WORKING DATA =
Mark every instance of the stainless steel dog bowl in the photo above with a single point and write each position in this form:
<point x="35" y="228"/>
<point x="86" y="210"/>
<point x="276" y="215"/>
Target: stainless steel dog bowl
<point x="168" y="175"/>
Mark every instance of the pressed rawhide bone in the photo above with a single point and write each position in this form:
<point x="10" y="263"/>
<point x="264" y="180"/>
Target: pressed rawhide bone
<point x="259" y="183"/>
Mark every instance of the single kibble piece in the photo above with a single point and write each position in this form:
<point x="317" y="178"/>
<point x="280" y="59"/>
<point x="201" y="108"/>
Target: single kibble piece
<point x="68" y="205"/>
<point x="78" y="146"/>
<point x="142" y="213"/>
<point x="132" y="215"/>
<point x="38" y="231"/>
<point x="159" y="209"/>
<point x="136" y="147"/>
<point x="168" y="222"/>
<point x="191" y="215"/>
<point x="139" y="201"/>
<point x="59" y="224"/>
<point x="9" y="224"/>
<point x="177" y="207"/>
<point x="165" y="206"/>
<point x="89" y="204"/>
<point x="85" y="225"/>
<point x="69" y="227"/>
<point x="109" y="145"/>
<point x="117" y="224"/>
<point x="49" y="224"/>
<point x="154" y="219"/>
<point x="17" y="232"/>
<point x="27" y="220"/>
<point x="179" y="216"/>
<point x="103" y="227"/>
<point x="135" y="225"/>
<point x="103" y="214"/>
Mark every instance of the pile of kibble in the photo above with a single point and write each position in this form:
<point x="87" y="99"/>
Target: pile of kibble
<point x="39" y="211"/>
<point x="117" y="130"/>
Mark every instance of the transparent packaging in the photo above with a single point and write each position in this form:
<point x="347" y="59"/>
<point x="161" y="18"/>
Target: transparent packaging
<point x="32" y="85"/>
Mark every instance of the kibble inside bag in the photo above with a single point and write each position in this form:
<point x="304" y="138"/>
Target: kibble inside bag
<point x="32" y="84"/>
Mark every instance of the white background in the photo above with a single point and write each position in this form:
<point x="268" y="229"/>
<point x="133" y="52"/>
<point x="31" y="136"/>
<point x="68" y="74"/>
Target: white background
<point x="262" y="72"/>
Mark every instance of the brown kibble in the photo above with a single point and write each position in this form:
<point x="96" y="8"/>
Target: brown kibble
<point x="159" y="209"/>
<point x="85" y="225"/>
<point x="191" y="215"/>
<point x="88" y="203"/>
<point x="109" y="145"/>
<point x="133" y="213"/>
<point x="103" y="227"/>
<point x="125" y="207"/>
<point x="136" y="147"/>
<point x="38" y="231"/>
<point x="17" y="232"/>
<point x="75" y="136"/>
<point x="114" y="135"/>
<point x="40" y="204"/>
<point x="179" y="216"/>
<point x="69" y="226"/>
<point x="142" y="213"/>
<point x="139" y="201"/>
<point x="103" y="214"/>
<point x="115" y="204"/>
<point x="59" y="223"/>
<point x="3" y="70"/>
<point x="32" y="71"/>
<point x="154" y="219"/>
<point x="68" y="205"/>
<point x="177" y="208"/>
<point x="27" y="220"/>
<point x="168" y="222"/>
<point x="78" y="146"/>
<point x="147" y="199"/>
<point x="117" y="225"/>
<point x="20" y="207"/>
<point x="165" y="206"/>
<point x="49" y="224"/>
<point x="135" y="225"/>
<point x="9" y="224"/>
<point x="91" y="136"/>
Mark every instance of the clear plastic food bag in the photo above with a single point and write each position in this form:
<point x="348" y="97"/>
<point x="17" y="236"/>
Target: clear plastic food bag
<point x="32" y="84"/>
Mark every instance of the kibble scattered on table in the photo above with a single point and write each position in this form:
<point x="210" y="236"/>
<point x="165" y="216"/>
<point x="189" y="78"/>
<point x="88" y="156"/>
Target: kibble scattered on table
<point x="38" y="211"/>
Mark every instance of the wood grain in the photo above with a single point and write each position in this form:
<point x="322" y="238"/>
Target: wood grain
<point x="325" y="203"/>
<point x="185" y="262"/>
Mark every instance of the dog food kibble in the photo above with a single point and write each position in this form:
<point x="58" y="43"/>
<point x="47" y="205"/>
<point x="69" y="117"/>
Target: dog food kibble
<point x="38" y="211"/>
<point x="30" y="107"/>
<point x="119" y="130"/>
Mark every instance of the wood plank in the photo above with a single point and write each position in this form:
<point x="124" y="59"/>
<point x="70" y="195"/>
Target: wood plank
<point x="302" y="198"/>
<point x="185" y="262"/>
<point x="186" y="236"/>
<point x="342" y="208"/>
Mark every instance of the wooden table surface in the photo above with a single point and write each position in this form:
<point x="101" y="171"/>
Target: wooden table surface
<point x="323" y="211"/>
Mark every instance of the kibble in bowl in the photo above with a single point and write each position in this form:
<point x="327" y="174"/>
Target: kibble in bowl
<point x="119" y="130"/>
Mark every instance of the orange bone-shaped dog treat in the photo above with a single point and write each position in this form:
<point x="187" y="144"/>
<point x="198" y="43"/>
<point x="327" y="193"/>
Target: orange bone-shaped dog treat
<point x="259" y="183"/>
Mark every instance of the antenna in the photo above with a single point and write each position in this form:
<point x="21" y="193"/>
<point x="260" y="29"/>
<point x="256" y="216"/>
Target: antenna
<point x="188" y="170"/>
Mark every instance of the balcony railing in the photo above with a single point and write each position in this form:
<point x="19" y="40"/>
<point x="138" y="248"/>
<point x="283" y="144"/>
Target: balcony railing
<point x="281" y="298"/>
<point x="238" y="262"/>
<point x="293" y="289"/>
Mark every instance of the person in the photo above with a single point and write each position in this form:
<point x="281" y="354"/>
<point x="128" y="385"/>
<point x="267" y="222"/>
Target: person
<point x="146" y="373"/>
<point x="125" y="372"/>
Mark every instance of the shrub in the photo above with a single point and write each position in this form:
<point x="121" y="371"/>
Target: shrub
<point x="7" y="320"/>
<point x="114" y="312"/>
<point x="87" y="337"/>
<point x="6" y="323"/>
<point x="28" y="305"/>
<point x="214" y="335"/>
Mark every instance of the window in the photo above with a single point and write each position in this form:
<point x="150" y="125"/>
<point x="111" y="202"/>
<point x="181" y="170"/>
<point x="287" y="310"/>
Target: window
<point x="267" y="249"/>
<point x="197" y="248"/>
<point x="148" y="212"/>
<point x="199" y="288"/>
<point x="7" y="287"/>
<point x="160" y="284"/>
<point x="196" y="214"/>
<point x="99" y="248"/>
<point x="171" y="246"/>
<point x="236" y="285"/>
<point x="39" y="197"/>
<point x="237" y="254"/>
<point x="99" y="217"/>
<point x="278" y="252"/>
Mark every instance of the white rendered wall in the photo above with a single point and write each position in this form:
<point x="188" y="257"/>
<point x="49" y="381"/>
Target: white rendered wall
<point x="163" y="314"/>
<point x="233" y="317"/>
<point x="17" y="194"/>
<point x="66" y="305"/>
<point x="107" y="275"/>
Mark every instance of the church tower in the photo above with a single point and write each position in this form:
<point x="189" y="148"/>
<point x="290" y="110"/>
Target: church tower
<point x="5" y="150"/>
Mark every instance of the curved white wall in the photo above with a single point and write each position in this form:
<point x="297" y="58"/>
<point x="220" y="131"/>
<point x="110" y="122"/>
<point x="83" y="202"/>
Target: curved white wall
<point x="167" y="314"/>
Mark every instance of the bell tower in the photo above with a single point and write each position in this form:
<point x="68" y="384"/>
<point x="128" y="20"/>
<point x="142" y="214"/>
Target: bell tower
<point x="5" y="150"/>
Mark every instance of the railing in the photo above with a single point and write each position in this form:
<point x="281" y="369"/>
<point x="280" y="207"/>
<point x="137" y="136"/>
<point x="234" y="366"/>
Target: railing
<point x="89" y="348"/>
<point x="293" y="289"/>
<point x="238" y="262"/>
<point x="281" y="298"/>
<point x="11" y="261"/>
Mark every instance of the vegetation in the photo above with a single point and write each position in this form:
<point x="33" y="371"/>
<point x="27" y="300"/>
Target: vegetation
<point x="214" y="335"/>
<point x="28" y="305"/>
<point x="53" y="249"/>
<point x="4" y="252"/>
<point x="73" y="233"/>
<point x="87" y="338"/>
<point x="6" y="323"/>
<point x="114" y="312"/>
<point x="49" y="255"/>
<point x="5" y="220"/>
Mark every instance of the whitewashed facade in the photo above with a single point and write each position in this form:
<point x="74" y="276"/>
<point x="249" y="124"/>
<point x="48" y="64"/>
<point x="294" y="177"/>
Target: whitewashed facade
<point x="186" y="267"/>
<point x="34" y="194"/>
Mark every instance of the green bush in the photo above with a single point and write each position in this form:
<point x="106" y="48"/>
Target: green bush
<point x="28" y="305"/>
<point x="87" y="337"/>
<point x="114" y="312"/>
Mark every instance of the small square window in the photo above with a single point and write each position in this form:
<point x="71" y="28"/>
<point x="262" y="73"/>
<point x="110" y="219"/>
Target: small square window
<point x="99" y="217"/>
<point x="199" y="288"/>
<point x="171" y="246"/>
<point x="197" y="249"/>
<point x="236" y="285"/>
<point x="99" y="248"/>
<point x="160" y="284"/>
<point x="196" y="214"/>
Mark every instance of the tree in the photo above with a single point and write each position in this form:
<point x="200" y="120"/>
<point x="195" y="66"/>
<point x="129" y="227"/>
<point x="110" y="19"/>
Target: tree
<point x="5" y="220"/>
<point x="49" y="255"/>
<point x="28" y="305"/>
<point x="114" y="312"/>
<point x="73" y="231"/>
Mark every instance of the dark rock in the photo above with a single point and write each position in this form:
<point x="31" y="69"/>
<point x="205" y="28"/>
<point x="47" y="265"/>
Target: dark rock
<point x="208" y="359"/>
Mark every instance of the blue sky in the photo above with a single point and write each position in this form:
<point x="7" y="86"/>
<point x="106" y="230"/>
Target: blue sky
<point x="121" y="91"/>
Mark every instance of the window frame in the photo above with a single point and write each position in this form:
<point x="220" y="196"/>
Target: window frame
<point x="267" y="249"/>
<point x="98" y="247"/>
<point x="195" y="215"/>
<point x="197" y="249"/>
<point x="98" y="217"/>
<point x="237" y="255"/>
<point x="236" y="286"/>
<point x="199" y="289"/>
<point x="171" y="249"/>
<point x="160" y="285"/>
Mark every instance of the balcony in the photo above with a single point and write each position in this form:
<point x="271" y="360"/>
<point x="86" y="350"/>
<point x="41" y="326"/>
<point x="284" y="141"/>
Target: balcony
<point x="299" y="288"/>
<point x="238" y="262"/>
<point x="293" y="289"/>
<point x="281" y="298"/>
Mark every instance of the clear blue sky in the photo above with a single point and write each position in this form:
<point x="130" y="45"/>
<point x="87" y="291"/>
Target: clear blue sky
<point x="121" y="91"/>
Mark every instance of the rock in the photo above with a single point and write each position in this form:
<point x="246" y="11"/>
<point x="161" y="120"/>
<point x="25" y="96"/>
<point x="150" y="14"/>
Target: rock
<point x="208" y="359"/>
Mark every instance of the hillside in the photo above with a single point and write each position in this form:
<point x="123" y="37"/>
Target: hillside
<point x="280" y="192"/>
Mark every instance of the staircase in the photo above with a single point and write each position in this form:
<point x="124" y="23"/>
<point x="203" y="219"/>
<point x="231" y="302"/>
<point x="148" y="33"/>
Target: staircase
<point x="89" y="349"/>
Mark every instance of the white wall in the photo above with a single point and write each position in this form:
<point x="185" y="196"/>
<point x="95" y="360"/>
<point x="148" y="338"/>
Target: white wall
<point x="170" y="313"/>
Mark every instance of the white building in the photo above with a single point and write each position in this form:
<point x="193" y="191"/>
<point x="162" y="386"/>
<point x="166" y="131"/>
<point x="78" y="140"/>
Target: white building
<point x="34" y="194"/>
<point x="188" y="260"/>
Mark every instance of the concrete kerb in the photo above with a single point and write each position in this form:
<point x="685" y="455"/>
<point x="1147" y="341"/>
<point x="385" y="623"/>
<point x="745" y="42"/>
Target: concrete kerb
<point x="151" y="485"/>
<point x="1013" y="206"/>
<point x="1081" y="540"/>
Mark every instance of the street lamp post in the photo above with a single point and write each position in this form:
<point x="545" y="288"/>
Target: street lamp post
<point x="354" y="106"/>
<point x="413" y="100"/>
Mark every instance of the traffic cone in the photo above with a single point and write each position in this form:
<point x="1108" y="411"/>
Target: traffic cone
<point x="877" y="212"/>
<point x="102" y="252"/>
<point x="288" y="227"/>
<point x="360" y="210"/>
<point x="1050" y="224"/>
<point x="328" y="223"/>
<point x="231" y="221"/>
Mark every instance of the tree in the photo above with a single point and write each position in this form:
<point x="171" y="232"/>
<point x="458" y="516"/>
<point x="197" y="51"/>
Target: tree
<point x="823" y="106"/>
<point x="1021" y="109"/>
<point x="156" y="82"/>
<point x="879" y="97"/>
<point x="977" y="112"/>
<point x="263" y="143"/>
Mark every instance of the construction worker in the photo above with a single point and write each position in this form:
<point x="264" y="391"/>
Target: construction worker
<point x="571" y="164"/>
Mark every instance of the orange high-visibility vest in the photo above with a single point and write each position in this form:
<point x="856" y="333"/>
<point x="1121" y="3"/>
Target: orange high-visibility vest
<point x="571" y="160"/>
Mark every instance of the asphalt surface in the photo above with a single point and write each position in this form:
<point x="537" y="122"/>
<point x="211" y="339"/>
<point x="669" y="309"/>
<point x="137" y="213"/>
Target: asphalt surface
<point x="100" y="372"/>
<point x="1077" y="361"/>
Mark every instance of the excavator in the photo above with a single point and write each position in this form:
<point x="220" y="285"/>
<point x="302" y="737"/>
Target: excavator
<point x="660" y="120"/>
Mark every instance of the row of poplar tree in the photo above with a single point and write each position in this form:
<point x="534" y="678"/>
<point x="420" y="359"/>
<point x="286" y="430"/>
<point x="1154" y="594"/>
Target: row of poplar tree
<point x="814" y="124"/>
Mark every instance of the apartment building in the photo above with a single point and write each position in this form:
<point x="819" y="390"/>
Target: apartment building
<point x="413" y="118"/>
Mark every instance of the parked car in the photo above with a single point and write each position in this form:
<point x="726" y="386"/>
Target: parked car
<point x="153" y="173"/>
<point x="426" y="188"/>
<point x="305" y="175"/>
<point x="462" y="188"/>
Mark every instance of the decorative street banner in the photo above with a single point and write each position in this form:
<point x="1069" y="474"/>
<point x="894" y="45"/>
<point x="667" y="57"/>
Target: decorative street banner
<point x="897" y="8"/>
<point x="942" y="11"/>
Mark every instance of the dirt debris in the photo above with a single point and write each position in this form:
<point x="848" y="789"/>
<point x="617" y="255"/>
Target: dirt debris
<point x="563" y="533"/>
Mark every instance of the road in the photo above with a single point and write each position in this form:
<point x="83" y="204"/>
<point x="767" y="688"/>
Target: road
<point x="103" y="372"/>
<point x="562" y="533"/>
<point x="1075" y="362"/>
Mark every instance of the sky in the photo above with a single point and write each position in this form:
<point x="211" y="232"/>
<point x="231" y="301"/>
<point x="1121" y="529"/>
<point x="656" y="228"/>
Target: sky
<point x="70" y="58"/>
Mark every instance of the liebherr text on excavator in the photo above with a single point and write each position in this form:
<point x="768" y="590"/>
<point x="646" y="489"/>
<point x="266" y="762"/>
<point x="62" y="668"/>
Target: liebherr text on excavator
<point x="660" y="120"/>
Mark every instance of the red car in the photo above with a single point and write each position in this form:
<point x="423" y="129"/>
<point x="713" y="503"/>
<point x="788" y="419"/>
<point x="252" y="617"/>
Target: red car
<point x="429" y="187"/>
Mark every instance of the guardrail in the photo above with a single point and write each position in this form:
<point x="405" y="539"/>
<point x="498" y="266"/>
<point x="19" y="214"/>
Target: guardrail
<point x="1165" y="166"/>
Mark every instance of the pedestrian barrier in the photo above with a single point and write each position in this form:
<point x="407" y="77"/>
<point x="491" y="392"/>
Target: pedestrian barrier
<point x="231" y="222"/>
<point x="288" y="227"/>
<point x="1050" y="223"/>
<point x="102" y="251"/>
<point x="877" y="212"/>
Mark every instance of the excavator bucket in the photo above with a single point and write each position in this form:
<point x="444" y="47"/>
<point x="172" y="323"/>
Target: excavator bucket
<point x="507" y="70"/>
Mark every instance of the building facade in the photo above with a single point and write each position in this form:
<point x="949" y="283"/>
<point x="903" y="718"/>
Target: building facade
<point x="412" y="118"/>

WORK INSTRUCTIONS =
Set down exactly the lines above, from the one containing "Target: pedestrian barrier" to the final line of the material, with both ends kept and no other lines.

RESULT =
Target: pedestrian barrier
<point x="231" y="222"/>
<point x="288" y="227"/>
<point x="1050" y="223"/>
<point x="102" y="251"/>
<point x="877" y="212"/>
Mark every instance of the excavator bucket in the photo above with a single point and write each position in this form:
<point x="444" y="47"/>
<point x="172" y="323"/>
Target: excavator bucket
<point x="507" y="70"/>
Mark every instance of the building facade in the photo above with a single point and write each position in this form:
<point x="949" y="283"/>
<point x="903" y="718"/>
Target: building facade
<point x="412" y="118"/>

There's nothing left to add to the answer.